- _À FAIRE_
Extrayez telles quelles les lignes des enregistrements ci-dessous, en commençant par celle qui contient « 571, row 378. » et en allant jusqu'à la toute dernière. Les deux bouts sont inclus.

Données sources:

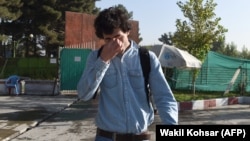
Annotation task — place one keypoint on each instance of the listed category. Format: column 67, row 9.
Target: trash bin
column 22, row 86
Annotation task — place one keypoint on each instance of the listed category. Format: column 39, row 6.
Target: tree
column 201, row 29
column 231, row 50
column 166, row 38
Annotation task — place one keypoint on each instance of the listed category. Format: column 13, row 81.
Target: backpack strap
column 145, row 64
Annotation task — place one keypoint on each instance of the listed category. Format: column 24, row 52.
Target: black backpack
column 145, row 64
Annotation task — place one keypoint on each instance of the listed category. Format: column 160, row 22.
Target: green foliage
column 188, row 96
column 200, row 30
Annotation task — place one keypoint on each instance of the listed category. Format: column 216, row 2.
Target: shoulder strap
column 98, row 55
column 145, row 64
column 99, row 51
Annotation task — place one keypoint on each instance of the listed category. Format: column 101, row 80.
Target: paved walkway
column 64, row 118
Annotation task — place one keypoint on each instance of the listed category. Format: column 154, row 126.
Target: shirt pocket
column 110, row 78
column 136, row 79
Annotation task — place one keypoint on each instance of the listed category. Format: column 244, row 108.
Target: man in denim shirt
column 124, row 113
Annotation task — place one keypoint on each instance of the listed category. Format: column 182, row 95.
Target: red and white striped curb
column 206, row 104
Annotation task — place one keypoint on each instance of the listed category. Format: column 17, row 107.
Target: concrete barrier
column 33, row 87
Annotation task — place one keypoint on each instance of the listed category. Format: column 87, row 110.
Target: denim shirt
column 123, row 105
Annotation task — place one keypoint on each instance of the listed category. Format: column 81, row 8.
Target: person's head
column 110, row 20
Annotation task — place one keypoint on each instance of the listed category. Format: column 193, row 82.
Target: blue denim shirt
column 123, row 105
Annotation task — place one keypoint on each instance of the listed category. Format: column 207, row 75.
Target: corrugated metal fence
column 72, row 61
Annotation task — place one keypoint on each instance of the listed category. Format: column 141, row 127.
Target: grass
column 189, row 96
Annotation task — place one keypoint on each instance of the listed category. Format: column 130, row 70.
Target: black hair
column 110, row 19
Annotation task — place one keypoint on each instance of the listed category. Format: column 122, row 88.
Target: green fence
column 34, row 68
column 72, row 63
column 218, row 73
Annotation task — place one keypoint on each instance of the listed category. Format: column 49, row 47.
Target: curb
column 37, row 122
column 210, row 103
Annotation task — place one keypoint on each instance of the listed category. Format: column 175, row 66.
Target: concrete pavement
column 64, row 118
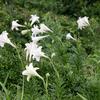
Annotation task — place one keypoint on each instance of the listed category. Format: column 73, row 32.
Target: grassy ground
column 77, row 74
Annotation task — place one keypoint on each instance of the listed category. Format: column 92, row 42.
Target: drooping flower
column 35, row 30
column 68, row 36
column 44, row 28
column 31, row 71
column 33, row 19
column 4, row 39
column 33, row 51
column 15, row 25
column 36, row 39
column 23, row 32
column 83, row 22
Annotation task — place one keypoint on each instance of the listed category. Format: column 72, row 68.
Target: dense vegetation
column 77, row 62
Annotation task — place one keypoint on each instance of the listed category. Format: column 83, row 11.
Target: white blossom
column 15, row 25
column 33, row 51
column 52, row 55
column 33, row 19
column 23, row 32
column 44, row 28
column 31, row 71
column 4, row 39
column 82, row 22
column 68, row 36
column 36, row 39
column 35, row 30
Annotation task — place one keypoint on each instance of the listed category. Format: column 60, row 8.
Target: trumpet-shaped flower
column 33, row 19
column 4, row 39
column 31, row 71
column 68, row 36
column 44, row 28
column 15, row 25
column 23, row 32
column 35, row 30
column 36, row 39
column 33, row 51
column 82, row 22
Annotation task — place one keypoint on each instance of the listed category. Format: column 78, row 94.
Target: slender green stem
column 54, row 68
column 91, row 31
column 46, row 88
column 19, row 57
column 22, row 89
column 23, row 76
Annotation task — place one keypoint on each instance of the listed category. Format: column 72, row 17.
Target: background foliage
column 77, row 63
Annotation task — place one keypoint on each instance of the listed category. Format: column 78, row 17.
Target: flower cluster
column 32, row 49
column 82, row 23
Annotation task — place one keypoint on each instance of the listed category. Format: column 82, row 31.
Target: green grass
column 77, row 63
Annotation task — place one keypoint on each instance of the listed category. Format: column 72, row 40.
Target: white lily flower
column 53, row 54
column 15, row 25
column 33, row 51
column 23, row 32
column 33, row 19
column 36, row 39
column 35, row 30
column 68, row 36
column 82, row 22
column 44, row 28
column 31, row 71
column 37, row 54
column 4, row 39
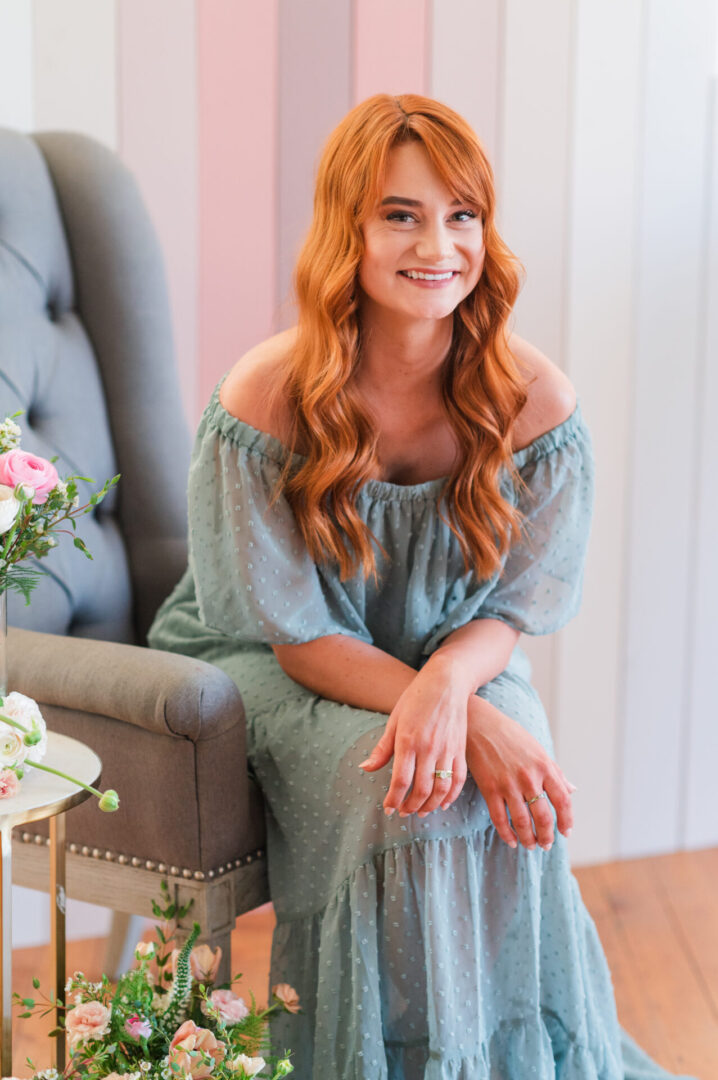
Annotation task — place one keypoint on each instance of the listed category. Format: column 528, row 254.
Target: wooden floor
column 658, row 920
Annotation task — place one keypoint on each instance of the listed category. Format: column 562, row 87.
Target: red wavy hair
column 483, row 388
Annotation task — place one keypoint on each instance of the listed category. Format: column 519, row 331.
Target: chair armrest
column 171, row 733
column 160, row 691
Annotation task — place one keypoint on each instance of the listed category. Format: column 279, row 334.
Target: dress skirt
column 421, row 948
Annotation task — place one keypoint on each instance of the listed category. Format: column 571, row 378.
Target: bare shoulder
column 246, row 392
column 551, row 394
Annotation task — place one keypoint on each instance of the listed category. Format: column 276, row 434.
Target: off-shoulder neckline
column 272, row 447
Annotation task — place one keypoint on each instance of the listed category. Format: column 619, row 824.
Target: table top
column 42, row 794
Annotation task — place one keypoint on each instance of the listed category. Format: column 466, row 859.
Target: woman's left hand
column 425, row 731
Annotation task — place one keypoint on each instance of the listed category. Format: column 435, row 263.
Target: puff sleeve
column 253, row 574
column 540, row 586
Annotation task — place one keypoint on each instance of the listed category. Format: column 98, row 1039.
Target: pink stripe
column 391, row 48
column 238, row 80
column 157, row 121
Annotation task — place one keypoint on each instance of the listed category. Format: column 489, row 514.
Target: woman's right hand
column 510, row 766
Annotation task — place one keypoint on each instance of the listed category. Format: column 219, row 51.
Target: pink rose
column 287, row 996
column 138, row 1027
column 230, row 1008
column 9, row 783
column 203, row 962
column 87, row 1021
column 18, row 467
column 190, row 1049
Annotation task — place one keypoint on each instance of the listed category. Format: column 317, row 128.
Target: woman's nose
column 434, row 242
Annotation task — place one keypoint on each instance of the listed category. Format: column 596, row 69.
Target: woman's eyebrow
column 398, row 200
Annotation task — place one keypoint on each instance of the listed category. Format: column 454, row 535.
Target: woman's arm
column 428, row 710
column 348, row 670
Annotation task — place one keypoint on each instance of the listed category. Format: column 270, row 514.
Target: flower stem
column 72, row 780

- _SOLUTION_
Annotation task — place one keypoint on each instance of the listed category. Format: column 571, row 378.
Target: bare shoulder
column 246, row 392
column 551, row 394
Annotation task — place one keypoint on each instance of the listed category. Format: column 276, row 434.
Target: off-shoulder neckline
column 272, row 447
Annotation task — place one keypoint on each instance of the listed category. Format: column 619, row 824.
Target: table top
column 42, row 794
Annotation task — place one keypoint on each instance of the listed category. Format: column 466, row 859.
Target: woman's left hand
column 425, row 731
Annotation task — place one keypoint on each instance of the listed category. Format: column 435, row 263.
Target: puff sleeve
column 253, row 574
column 540, row 586
Annotation task — place one keypoint on each instance of the listed category. Format: column 98, row 1039.
Target: pink stripe
column 391, row 48
column 238, row 80
column 157, row 121
Annotation task — place one keypoint on each instance of the listed category. Format: column 489, row 514.
Target: woman's right hand
column 510, row 766
Annotation task — place one keypoint on each instance of the listed category. Format: column 219, row 51.
Target: pink rose
column 287, row 996
column 138, row 1027
column 230, row 1008
column 9, row 783
column 203, row 962
column 87, row 1021
column 18, row 467
column 190, row 1049
Annotation task — place one keypoint on each instance of the listed category. Format: column 317, row 128.
Target: woman's nose
column 434, row 242
Annotation task — place one keypoint on each instance of the listed category. Format: column 596, row 69.
Target: woman's eyebrow
column 398, row 200
Annotation task — place one keypoint on each instance of the listed category. Format: column 454, row 535.
Target: woman's arm
column 428, row 710
column 348, row 670
Annotation task — place one keypoint on each instance of the listed category. Format: column 270, row 514.
Target: flower stem
column 72, row 780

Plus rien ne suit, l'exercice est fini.